━━━ Input data

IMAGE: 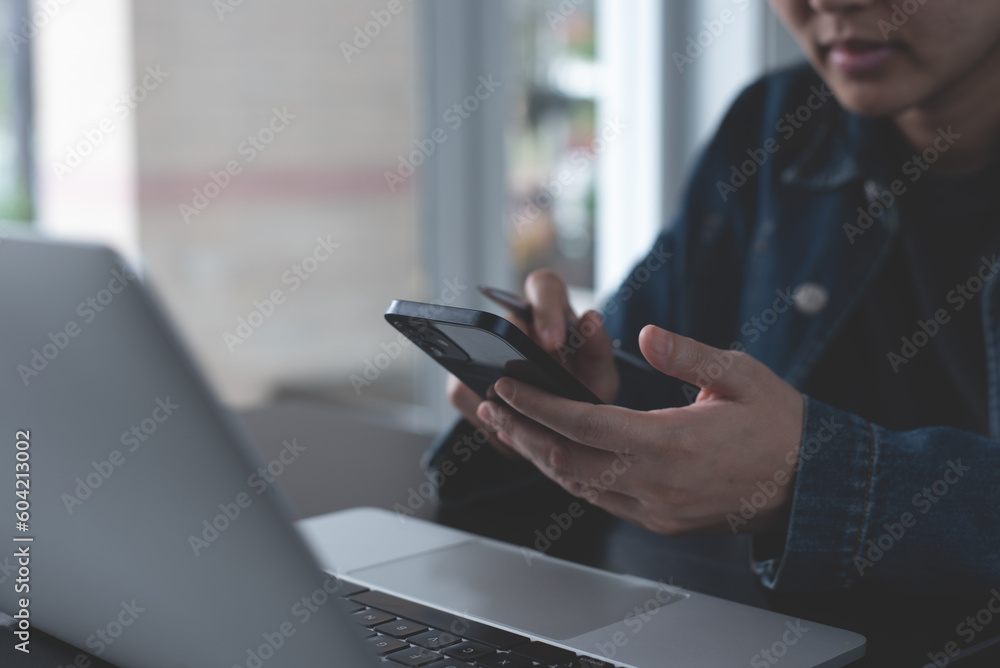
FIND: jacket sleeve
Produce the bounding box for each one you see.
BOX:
[746,397,1000,595]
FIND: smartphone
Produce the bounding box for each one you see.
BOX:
[385,299,603,404]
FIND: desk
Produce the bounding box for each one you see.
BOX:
[0,401,1000,668]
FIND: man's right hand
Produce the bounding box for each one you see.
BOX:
[448,269,618,458]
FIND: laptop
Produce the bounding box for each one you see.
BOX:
[0,237,865,668]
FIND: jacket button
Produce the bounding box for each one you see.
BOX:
[792,283,830,315]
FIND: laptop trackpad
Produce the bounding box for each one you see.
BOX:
[351,540,681,641]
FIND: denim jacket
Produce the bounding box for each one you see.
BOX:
[430,62,1000,595]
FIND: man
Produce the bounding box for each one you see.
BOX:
[450,0,1000,594]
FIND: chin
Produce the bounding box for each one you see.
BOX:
[827,79,914,116]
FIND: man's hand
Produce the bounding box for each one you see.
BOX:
[448,269,618,457]
[478,325,804,534]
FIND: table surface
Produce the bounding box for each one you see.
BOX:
[0,401,1000,668]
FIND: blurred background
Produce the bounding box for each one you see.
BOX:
[0,0,801,432]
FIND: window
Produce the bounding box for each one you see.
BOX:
[0,0,34,225]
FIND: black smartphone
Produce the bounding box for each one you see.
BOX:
[385,299,603,404]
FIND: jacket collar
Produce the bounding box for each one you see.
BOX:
[780,102,893,190]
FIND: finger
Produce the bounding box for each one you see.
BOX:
[494,378,656,453]
[559,311,615,371]
[478,401,622,496]
[448,376,521,458]
[582,489,646,526]
[524,269,576,353]
[639,325,746,396]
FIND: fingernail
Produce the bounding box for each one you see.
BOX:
[651,327,673,357]
[493,378,514,399]
[476,401,494,424]
[542,325,566,348]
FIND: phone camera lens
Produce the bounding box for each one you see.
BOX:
[424,341,447,357]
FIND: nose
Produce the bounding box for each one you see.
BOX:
[809,0,879,14]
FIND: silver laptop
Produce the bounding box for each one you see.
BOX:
[0,238,865,668]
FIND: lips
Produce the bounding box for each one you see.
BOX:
[828,40,897,77]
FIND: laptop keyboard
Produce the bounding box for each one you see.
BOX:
[338,580,614,668]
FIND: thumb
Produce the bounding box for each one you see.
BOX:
[639,325,745,395]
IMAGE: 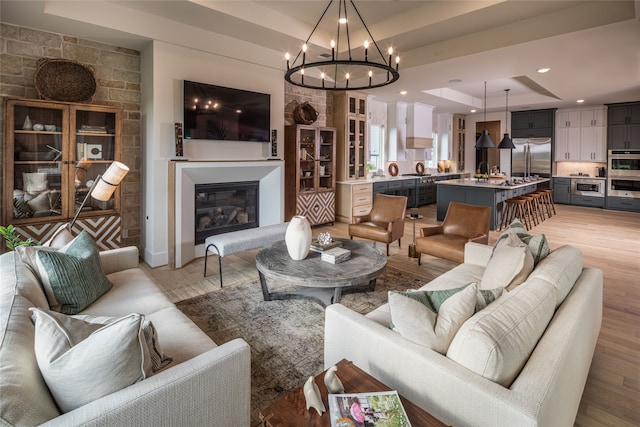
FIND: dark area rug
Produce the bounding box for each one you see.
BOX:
[176,264,442,426]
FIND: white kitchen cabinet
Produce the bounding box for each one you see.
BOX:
[554,127,581,162]
[580,126,607,162]
[554,107,606,162]
[580,108,605,127]
[556,110,582,128]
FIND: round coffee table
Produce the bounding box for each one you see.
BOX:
[256,239,387,307]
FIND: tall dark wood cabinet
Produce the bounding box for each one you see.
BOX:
[284,125,336,225]
[607,102,640,150]
[2,98,122,249]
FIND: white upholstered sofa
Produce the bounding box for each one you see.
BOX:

━━━━━━

What to do
State how many lines of the entries above contain the string "laptop", with case taken into account. Give the number alone.

Problem solution
4